- [Excerpt]
____
Large-Scale Optimization¶

$\newcommand{\R}{\mathbb{R}} \newcommand{\E}{\mathbb{E}}$

L5. Stochastic Gradient Descent 2¶

TU Dortmund University, Dr. Sangkyun Lee

In [ ]:

Stochastic (Sub)Gradient Descent (SGD)¶

Subgradient method + Randomness

Motivation

Very low per iteration cost
which may compensate slow convergence

Consider an objective with a very large sum over $m$ data points:

$$ \min_{x\in X \subset \R^n} \;\; \frac{1}{m}\sum_{i=1}^m \ell(x; D_i) \;\; \approx \;\; \E [ \ell(x; D) ] $$

where $\ell(\cdot; D_i): \R^n \to \R$ is a convex function.

SA/SGD Assumptions¶

$$ \min_{x \in X} \;\; f(x) = \E[ F(x;\xi_i) ] = \int_\Xi F(x;\xi) dP(\xi) $$

Assumptions:

$F(\cdot;\xi)$ is convex for each $\xi \in \Xi$. This implies $f(\cdot)$is convex.
I.i.d. samples $\xi_1,\dots,\xi_m$ of the random variable $\xi$ available.
$X$ is a nonempty compact convex set
$f$ is proper
We can make unbiased estimates $G$ of subgradients: $$ \E[G] = g \in \partial f(x) $$

Two constants:

$\E[ \|G(x,\xi)\|^2 ] \le M^2, \;\; \forall x$
$D = \max_{x\in X} \|x-x_1\|$

Classical SGD ($f$ is $c$-strongly convex)¶

Make the following change to GD: $k=1,2,\dots,$:

$$ x_{k+1} = \prod_{X} (x_k - \alpha_k G(x_k, \xi_k)) $$

$\xi_k \in \{1,\dots,m\}$ is a random index choosing a data point.
$\prod_X$ is the Euclidean projection onto the set $X$.

Choose stepsize $\alpha_k = \frac{\theta}{k}$ with $\theta > \frac{1}{2c}$.

Random Variable Dependency¶

Given a starting point $x_1 \in \R^n$.
____
- [What you are asked to do]
Translate this sentence from the lecture notes on stochastic gradient descent into German: "$\prod_X$ is the Euclidean projection onto the set $X$." Rely solely on the lecture notes on stochastic gradient descent.

Data drawn from a collection:
____
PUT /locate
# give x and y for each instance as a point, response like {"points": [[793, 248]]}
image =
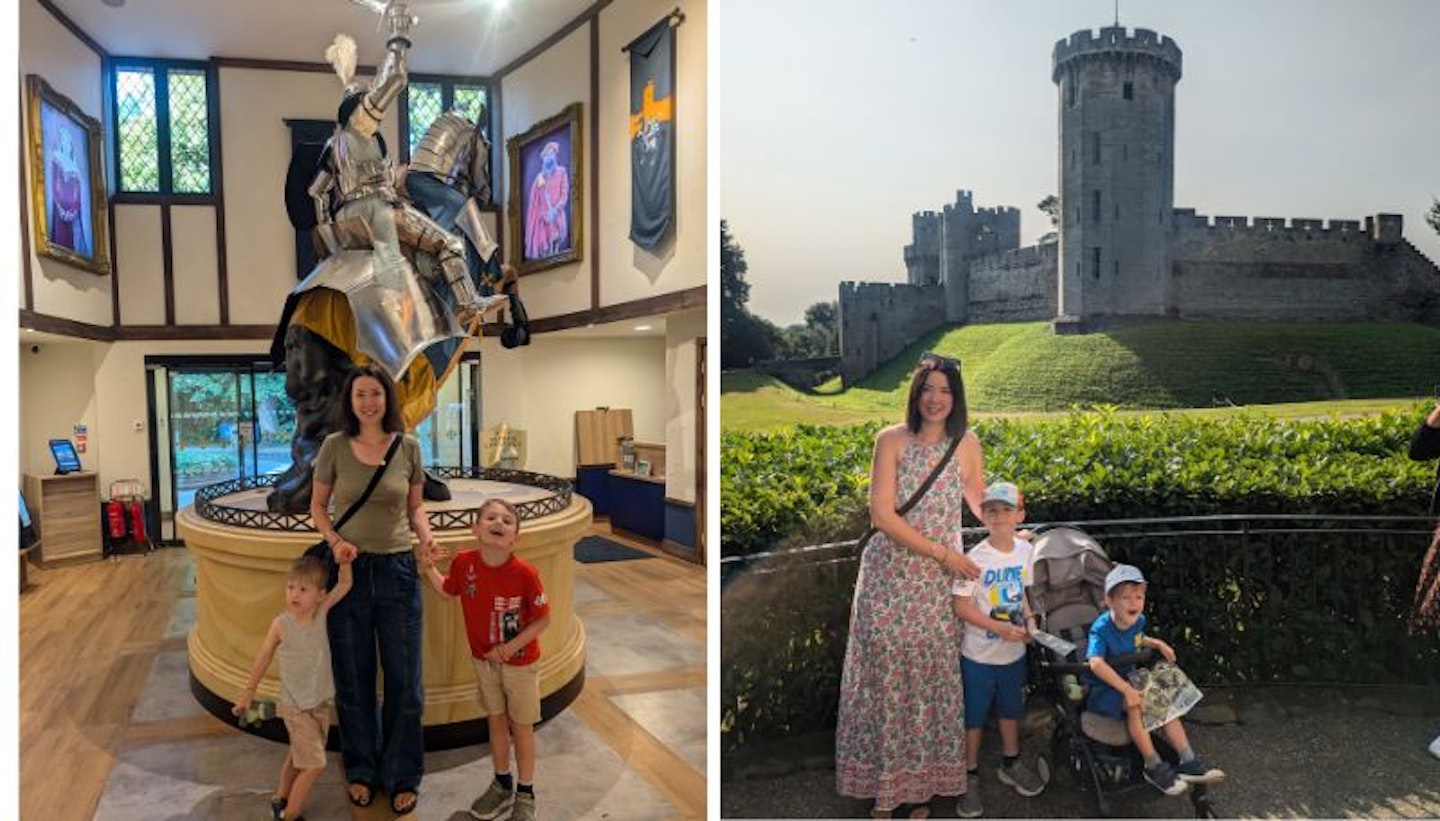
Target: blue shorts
{"points": [[1002, 684]]}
____
- [Task solution]
$\prod_X$ ist die euklidische Projektion auf die Menge $X$.